A run of records:
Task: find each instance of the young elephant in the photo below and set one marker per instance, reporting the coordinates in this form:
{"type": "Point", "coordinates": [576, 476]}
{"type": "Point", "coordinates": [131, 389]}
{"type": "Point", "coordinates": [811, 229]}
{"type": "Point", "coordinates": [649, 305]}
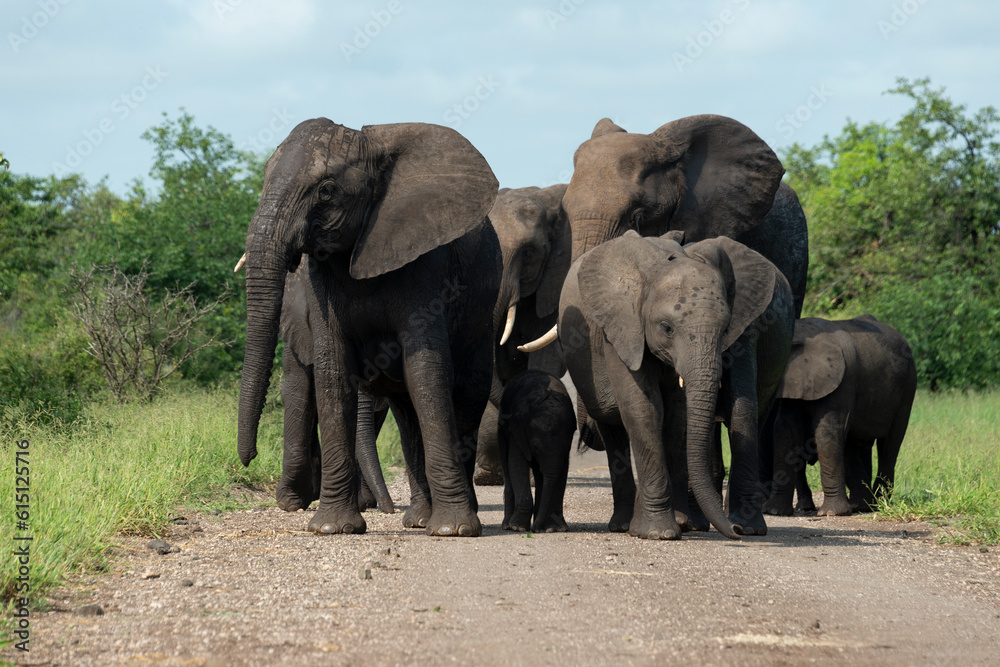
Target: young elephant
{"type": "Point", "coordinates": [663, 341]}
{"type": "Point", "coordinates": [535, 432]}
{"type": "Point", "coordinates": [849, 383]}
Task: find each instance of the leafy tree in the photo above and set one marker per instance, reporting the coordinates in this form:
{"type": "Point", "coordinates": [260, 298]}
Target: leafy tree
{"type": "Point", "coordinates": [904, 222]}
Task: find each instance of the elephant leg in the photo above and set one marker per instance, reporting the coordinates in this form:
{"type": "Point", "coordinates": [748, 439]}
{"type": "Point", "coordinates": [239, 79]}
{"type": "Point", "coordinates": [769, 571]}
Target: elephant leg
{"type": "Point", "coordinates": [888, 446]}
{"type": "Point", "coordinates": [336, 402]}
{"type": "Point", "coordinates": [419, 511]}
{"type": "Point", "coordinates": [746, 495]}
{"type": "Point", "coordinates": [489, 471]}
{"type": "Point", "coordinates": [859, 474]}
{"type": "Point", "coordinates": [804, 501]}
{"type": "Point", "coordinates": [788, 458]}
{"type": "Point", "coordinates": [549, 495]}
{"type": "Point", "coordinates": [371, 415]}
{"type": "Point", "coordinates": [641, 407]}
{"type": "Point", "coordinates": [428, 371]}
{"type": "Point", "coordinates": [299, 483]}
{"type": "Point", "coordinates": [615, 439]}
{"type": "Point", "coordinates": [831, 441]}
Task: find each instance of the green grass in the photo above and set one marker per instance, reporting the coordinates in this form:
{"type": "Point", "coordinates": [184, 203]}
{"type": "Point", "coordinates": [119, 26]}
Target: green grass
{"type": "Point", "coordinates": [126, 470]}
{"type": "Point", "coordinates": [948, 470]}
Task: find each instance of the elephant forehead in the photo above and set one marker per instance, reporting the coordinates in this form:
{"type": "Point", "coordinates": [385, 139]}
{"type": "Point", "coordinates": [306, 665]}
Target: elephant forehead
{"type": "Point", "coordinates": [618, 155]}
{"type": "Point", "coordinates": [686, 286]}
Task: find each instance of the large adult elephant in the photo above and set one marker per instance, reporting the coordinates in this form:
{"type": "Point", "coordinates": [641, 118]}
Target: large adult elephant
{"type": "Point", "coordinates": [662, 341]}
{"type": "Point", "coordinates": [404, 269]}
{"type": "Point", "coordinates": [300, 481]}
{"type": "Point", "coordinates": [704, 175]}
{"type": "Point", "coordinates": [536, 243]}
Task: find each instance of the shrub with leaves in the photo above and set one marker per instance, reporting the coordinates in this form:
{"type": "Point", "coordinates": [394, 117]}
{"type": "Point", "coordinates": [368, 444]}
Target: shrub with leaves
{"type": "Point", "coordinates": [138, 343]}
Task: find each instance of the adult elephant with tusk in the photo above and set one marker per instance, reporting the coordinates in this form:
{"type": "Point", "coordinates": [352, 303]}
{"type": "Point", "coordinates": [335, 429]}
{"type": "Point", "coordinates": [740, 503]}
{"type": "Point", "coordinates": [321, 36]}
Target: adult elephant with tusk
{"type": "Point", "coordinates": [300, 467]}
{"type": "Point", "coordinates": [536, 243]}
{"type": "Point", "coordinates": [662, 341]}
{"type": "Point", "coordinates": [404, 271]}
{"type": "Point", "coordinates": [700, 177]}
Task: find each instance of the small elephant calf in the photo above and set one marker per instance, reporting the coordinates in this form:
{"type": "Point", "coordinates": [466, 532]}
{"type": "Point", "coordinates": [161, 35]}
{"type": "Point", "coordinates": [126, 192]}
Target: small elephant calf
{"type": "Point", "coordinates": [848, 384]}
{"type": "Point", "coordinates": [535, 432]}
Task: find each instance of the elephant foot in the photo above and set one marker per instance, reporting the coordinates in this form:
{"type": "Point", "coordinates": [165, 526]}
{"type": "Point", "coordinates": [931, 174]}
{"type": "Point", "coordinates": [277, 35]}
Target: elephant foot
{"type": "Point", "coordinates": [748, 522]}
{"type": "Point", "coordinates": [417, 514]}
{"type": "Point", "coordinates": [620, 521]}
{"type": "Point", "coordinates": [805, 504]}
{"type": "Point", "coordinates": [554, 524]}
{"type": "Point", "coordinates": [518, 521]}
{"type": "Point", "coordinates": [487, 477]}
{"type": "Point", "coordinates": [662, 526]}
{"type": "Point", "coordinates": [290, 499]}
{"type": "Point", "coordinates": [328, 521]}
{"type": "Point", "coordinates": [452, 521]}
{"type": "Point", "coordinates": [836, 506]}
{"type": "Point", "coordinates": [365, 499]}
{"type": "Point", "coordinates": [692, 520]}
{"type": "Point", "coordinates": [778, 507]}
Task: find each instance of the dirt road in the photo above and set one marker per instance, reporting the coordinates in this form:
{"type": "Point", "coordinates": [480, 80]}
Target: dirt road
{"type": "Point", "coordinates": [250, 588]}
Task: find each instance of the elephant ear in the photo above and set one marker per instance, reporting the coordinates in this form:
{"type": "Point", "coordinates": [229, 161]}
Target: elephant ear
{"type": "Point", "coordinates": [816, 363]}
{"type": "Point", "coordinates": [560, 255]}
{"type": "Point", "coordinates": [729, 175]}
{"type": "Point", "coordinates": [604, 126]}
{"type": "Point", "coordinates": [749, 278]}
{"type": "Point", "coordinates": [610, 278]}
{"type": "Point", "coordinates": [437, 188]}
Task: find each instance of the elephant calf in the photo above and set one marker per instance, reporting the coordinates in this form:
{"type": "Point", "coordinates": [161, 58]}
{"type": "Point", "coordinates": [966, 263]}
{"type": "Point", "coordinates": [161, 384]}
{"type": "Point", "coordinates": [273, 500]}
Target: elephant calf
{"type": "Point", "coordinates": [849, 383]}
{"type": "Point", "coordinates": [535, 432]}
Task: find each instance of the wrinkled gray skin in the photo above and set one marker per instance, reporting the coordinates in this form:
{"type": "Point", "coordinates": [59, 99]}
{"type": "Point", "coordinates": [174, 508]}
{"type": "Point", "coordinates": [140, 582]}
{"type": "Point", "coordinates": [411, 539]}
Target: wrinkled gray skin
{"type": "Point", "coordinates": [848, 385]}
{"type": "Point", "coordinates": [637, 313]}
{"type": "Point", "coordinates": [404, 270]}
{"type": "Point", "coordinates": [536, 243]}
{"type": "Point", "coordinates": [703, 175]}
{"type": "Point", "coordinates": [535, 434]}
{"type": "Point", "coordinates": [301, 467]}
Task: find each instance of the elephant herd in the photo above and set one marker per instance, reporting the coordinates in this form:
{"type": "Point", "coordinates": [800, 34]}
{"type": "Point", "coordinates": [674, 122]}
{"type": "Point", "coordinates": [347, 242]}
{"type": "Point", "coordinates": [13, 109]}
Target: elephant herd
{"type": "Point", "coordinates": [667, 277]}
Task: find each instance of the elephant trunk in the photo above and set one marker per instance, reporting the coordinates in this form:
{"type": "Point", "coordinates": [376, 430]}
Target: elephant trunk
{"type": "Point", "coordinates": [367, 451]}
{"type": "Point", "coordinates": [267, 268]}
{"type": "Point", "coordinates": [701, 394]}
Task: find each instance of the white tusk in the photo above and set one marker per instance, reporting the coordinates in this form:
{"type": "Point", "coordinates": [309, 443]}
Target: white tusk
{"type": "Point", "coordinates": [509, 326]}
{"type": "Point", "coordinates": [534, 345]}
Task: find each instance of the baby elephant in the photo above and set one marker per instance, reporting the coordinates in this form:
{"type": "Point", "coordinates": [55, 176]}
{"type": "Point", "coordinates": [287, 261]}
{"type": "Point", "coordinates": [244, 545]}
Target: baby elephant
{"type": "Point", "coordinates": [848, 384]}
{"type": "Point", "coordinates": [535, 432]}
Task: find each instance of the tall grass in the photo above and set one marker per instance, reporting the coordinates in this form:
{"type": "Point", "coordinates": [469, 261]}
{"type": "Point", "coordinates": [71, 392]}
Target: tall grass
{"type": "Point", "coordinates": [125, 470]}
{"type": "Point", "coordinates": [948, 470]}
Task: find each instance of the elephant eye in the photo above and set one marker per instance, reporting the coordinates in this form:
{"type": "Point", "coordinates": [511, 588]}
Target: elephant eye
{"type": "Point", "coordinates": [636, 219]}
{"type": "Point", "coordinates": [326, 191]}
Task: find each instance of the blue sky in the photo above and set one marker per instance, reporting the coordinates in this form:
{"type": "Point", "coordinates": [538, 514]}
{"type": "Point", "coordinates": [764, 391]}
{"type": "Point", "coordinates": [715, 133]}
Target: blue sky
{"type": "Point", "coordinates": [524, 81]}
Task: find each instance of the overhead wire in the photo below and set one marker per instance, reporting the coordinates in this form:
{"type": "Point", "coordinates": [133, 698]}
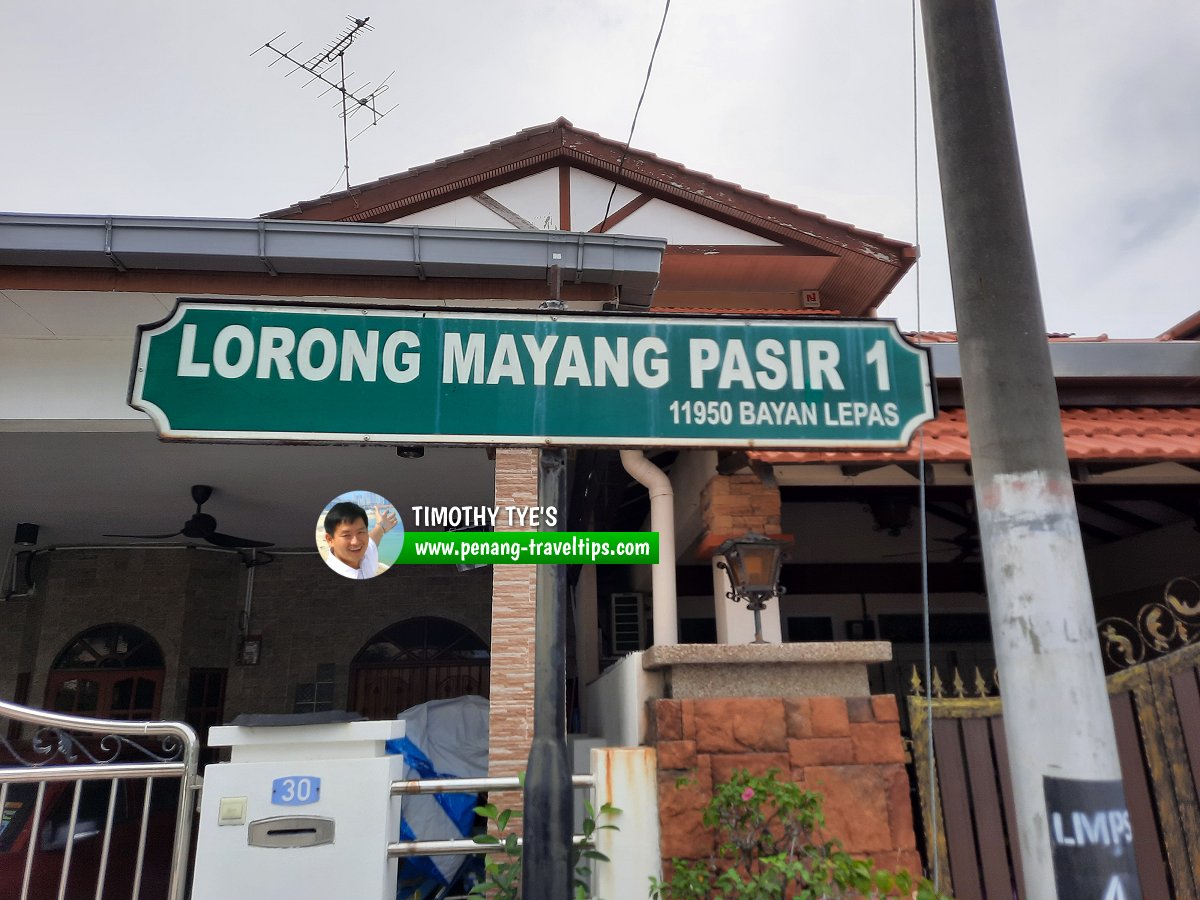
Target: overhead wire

DO THIS
From the line holding "Task: find each instance of the tall" to the last line of the listing, please output each line exactly as it stands. Pictures stay out of the copy.

ANSWER
Task: find each instance of the tall grass in the photo above and set one marker per instance, reporting the coordinates in this form:
{"type": "Point", "coordinates": [469, 261]}
{"type": "Point", "coordinates": [71, 392]}
Target: tall grass
{"type": "Point", "coordinates": [125, 470]}
{"type": "Point", "coordinates": [948, 470]}
Task: find each instance of the elephant eye in the photo above and set one marker per instance, reporting the coordinates in this form:
{"type": "Point", "coordinates": [511, 588]}
Target: elephant eye
{"type": "Point", "coordinates": [636, 219]}
{"type": "Point", "coordinates": [326, 191]}
Task: find each instance of the blue sky in the photo above and set one marker per instance, reporting the coordinates in this form:
{"type": "Point", "coordinates": [538, 514]}
{"type": "Point", "coordinates": [764, 391]}
{"type": "Point", "coordinates": [715, 133]}
Target: blue sky
{"type": "Point", "coordinates": [524, 81]}
Task: find each instance of the overhead wire in the photo below and set one marker per instance, reporting the coordinates in this form:
{"type": "Point", "coordinates": [133, 698]}
Target: overhead wire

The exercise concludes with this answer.